• [Work to complete]
Your output should be the entries below, from the first line up to and including the line with "Where can you spot the gray textured", reproduced exactly and with no other lines.
Source information START
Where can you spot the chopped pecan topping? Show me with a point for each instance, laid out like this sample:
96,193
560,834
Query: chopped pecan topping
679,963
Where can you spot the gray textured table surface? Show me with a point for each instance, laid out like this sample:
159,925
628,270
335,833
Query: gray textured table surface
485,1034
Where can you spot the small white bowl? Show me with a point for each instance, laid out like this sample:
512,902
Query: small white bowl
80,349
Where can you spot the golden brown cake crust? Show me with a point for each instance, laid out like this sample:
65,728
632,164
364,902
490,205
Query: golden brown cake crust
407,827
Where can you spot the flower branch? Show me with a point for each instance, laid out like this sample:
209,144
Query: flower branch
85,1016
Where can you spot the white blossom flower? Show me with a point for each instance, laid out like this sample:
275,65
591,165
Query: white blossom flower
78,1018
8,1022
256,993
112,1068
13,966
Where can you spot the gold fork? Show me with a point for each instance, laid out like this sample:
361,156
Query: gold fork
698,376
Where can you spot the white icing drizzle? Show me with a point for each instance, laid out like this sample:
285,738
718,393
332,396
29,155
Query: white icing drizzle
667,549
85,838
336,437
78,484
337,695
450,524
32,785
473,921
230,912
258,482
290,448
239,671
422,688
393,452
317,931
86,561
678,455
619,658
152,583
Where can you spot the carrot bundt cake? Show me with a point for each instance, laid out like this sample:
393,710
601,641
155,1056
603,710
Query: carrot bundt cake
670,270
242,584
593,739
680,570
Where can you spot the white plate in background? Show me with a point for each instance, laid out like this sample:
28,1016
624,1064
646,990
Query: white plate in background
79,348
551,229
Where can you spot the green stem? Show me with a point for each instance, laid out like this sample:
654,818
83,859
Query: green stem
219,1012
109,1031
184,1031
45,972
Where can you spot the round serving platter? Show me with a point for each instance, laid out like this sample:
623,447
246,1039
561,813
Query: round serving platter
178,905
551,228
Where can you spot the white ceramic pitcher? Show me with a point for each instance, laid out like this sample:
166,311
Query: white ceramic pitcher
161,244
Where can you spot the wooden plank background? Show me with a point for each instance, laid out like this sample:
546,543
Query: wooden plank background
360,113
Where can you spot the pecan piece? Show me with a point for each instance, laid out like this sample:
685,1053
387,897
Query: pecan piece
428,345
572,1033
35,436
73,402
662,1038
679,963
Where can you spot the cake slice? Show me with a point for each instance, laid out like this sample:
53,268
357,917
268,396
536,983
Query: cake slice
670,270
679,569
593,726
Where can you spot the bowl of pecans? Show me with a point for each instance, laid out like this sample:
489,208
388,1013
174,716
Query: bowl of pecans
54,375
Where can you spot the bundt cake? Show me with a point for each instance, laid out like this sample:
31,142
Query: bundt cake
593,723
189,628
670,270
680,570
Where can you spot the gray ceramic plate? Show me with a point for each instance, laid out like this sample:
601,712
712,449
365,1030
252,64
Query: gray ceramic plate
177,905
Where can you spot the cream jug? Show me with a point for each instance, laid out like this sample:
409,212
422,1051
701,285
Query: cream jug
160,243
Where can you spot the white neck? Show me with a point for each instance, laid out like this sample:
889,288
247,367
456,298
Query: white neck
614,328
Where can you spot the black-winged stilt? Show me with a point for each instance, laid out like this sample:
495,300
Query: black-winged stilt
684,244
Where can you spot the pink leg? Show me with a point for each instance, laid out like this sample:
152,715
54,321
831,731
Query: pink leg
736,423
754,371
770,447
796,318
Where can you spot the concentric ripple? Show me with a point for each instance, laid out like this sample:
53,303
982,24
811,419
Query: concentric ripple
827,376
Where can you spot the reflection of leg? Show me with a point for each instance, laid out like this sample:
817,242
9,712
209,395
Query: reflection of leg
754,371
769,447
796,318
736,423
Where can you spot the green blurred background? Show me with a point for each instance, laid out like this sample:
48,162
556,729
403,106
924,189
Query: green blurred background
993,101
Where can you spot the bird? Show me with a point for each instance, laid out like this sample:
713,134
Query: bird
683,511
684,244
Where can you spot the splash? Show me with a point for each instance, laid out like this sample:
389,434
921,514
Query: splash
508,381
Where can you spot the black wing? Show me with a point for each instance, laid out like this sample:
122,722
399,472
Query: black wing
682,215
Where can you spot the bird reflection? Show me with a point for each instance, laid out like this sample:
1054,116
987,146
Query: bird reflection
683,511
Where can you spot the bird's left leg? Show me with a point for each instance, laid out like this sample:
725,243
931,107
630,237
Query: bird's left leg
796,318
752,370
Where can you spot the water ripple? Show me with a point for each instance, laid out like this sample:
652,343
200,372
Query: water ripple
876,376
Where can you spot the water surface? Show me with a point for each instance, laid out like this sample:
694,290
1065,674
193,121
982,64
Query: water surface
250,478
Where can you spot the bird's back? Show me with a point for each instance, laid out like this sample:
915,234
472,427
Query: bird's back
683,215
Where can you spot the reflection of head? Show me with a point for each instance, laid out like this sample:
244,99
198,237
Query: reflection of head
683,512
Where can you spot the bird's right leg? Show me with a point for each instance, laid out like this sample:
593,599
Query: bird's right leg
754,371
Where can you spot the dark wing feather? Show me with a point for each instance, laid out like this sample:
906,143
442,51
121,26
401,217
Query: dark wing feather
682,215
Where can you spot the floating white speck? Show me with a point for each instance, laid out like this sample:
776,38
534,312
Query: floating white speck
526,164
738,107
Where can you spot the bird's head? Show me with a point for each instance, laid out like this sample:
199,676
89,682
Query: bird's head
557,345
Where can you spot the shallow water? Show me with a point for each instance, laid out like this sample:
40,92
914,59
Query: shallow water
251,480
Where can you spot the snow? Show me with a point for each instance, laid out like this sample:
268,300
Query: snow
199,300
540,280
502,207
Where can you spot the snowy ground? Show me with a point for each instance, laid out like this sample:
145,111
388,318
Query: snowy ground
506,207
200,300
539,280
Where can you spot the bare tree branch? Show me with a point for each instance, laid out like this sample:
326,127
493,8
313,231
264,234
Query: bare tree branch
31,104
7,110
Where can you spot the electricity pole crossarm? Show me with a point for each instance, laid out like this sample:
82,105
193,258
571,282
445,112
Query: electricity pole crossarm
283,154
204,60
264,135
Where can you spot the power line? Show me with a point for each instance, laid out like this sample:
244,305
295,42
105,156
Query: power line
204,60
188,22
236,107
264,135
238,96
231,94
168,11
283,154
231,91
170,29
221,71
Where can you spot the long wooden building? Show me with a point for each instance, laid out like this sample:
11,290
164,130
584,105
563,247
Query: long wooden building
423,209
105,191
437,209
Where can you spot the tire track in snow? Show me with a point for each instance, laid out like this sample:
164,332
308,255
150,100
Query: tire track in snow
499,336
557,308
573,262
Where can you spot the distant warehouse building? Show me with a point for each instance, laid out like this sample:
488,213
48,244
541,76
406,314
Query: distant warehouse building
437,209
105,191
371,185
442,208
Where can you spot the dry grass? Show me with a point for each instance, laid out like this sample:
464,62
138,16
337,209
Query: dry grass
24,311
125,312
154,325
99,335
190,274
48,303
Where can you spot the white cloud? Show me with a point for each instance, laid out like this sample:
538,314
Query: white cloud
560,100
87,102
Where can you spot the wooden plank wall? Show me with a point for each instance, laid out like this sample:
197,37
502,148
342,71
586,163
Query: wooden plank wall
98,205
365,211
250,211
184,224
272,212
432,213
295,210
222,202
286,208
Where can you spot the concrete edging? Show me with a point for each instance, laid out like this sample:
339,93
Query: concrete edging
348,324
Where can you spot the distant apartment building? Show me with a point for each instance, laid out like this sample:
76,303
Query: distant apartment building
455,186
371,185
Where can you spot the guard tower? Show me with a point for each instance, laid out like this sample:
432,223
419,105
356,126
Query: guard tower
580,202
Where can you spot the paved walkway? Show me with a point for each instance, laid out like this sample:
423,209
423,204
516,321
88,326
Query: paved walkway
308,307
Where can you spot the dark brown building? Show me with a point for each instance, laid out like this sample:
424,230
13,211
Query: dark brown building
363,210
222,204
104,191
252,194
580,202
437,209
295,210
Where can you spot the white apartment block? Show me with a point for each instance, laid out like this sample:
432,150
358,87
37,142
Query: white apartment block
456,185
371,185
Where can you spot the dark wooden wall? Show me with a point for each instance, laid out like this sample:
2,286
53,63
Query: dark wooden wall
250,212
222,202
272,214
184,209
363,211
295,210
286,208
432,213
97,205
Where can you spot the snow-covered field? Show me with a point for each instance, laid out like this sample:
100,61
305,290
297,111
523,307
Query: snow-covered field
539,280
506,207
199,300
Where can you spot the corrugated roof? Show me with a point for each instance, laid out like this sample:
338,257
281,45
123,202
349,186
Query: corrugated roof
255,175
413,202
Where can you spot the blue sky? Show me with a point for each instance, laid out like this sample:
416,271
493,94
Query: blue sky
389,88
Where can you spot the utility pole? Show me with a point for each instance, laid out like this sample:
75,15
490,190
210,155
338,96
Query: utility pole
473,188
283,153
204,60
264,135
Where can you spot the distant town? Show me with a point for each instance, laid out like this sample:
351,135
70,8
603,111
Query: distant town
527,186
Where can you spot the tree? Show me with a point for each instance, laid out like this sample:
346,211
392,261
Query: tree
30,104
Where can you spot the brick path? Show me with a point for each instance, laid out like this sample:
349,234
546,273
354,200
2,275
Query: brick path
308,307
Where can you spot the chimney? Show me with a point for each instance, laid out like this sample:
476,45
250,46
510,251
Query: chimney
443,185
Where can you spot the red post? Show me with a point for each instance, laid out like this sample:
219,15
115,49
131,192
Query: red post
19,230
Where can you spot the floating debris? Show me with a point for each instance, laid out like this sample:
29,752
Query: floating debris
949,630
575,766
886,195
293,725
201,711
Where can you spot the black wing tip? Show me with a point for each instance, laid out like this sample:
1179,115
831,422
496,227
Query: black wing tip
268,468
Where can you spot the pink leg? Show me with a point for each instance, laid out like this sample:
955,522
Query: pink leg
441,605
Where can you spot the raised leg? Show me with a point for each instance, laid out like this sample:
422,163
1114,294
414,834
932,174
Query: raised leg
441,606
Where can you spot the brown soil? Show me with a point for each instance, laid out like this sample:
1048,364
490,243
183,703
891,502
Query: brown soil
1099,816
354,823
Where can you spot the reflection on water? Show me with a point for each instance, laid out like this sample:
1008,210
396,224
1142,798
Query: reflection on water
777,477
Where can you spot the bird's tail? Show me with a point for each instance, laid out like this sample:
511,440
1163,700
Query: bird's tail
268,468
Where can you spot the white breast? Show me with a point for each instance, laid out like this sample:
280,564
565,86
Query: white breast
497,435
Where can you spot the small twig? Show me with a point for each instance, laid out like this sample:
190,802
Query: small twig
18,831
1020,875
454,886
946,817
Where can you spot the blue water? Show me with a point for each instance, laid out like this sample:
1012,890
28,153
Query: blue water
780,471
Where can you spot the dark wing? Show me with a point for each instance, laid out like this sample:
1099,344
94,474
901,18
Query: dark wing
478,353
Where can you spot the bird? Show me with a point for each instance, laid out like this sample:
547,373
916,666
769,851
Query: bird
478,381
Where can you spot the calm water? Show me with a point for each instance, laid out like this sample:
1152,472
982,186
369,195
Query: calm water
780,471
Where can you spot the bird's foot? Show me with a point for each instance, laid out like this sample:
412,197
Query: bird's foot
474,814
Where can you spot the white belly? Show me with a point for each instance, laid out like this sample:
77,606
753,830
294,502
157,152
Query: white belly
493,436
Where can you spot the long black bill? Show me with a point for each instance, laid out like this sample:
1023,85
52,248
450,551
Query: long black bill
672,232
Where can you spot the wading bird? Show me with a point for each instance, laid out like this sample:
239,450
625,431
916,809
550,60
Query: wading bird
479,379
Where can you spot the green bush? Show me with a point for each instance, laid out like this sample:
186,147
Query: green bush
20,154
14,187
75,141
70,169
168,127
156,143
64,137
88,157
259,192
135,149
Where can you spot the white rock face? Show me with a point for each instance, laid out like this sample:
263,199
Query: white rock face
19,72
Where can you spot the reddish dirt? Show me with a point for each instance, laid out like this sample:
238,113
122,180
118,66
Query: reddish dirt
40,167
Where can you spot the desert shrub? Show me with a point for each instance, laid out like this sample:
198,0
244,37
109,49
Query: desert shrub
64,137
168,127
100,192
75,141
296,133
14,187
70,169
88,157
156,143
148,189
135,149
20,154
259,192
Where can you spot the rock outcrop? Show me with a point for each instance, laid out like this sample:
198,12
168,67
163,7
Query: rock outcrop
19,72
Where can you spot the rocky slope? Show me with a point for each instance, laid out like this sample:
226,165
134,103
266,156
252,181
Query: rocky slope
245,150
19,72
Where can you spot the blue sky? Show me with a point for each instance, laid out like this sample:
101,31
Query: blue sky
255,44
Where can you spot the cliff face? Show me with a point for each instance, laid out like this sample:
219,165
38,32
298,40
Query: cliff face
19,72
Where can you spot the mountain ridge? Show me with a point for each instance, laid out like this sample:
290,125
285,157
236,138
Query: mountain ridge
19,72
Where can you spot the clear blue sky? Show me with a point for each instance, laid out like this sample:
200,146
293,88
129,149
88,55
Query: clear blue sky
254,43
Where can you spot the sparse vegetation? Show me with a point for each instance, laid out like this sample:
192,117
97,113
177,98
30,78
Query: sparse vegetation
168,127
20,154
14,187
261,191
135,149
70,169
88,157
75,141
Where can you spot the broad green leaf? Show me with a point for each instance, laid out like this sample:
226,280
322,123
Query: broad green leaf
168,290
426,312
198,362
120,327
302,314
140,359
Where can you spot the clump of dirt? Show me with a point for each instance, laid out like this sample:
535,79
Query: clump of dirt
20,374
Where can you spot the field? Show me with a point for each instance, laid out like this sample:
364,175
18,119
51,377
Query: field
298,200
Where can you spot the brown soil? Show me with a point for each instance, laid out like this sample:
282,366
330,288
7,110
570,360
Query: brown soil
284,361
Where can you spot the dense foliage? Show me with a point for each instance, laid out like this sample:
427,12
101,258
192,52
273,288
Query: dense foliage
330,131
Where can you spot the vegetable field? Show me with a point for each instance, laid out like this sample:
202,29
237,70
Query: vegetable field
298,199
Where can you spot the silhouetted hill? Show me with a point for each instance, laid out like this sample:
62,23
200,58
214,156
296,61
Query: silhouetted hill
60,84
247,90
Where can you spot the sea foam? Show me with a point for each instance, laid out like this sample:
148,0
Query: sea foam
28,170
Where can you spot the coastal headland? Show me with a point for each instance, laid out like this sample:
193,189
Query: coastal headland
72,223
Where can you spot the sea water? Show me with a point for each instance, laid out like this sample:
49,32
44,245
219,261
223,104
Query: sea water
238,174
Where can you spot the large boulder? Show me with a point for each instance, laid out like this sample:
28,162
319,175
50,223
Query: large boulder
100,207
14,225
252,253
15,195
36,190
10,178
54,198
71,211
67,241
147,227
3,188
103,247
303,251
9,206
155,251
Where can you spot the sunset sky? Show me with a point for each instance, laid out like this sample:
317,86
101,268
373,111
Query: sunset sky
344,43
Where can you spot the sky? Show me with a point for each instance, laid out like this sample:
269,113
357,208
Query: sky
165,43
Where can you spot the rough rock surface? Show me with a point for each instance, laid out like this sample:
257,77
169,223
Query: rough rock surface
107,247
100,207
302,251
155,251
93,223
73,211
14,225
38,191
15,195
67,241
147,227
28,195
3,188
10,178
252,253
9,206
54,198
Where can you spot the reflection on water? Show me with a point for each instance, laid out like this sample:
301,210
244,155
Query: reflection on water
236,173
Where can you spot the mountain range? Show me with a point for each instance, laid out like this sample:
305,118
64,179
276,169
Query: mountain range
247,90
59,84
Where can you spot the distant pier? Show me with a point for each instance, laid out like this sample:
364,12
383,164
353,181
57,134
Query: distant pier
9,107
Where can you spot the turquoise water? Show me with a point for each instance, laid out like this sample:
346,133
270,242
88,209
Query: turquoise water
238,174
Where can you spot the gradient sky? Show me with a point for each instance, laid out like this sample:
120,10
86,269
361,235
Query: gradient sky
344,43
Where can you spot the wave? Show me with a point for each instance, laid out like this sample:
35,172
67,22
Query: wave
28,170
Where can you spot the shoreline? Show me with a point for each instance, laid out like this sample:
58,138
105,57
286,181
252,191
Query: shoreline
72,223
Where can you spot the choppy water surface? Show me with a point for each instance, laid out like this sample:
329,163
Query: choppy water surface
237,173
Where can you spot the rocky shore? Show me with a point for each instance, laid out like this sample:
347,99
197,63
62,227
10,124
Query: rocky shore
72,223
Source information END
• [Exercise answer]
Where can you spot the chopped pecan topping? Show me with a point for each instance, laid out like this sample:
96,193
560,834
Query: chopped pecan topping
679,963
Where can you spot the gray textured table surface? Show me with a point for each instance, laid out like this sample:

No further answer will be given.